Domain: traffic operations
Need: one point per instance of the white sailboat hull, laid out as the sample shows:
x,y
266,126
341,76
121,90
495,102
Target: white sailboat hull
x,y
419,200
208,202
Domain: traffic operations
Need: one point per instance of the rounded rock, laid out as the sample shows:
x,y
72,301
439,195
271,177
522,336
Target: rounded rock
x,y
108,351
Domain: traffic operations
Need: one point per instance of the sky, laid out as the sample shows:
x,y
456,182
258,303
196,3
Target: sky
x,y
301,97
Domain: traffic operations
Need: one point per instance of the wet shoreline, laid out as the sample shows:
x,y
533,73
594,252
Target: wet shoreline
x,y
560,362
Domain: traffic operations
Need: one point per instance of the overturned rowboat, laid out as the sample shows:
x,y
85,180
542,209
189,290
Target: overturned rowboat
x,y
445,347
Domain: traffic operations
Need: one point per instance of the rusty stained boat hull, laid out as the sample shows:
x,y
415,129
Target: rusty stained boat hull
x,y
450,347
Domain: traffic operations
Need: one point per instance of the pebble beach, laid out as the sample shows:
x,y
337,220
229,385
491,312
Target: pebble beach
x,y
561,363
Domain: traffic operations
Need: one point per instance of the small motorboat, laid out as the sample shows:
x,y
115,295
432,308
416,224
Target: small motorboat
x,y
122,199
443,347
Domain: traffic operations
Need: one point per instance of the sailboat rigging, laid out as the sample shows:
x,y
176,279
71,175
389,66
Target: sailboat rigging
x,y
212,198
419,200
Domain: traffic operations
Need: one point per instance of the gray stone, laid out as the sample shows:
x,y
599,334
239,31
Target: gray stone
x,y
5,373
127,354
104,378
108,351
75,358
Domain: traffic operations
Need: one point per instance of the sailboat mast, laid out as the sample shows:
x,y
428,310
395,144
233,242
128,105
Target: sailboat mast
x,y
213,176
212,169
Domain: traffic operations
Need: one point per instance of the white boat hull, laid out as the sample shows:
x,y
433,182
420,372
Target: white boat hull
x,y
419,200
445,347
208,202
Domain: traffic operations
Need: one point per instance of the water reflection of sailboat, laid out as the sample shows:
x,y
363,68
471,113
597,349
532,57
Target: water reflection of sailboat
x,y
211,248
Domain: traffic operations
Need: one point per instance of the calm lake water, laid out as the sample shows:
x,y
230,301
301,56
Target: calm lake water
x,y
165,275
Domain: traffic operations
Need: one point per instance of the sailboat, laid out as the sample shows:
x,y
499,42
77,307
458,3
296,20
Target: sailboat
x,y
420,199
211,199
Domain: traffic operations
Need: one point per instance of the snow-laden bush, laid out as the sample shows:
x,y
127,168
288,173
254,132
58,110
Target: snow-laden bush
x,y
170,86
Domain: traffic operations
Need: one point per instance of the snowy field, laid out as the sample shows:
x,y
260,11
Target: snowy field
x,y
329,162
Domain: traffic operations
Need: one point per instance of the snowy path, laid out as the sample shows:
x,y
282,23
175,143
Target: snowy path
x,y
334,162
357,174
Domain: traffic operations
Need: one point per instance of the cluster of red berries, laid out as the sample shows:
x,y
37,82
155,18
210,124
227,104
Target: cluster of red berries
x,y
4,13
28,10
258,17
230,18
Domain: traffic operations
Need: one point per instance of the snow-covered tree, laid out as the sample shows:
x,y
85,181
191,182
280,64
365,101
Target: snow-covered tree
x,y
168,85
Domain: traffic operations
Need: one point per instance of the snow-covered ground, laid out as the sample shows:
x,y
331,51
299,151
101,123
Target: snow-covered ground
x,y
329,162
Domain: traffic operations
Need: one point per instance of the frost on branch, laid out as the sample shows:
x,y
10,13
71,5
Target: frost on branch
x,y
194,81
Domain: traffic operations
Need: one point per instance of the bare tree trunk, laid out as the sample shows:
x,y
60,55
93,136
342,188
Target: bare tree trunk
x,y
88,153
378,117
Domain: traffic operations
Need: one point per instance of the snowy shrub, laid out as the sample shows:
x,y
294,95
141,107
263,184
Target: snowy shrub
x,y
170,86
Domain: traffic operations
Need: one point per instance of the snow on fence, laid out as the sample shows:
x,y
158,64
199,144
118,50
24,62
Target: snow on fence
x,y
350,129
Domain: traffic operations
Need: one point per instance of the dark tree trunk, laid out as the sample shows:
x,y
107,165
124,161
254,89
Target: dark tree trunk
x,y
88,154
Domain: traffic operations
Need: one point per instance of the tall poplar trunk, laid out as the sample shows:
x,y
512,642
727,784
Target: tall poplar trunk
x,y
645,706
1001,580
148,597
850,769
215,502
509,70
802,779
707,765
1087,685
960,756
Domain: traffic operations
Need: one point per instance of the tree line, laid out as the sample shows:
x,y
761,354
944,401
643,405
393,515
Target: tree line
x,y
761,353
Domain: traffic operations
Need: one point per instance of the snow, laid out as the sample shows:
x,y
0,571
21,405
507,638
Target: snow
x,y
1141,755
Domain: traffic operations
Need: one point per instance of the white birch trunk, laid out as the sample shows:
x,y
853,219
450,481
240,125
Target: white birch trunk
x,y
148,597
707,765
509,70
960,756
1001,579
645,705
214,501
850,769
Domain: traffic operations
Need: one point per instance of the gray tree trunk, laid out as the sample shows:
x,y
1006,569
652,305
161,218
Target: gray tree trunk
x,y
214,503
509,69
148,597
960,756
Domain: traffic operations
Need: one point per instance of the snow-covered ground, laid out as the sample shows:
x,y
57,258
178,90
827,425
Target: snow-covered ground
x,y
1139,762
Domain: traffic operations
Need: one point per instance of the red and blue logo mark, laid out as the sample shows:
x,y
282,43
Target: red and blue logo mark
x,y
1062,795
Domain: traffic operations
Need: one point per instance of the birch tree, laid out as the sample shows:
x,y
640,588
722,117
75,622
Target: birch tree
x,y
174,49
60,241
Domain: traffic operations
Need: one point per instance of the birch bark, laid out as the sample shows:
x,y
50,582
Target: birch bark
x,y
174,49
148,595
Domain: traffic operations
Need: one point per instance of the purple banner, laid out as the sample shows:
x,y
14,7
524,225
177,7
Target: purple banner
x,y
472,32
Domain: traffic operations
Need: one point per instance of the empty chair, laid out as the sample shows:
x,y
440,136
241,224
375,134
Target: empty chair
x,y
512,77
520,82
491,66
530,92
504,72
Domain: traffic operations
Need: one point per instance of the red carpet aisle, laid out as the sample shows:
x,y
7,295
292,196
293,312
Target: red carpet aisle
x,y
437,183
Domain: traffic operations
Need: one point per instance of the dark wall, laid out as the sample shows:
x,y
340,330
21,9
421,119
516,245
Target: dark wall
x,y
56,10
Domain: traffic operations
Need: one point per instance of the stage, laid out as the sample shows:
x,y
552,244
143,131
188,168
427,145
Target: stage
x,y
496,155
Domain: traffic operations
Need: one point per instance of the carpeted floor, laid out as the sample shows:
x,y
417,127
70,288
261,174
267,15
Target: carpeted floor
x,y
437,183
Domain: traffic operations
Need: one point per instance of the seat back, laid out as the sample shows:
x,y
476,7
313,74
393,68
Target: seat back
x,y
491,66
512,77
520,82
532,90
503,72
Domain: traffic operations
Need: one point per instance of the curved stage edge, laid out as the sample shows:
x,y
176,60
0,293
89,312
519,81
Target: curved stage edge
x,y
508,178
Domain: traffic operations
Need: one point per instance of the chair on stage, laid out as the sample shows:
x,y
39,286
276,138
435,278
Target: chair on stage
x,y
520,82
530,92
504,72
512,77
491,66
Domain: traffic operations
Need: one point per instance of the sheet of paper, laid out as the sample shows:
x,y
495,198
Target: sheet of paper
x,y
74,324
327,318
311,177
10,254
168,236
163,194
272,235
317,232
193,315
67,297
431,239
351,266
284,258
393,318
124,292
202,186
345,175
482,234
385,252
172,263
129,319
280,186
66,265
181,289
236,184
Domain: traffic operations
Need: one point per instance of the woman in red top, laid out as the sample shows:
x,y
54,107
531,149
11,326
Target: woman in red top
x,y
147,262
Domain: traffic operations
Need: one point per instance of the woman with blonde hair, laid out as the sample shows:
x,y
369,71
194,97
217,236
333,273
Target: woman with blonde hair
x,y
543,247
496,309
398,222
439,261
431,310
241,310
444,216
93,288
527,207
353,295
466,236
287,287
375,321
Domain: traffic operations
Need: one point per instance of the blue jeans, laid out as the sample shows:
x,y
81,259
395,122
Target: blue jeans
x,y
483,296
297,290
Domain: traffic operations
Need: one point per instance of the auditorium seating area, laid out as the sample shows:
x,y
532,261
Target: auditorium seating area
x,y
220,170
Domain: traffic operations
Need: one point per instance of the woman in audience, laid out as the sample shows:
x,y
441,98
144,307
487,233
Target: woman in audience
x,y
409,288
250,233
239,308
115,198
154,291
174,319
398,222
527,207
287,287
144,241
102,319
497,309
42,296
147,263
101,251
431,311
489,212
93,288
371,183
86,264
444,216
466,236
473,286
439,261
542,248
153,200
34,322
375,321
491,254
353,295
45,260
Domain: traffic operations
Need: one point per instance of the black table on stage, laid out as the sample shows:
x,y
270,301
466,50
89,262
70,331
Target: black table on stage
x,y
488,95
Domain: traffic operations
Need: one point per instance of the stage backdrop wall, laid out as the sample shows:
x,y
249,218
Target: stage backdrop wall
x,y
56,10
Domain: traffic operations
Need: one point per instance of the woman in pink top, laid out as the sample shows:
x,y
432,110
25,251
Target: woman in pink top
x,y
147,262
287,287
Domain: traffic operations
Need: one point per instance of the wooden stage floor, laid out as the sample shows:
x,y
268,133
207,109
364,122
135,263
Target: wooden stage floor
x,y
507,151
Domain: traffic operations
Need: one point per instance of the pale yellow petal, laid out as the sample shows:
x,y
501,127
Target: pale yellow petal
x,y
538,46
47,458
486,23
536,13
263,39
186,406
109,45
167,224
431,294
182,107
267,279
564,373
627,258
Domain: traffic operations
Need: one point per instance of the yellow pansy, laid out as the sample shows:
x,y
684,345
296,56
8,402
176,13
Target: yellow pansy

TASK TO CARRY OUT: Pick out and copy every line of the records above that contains the word "frost".

THE RESPONSE:
Need: one point per instance of the frost on branch, laid out as the sample shows:
Target: frost on branch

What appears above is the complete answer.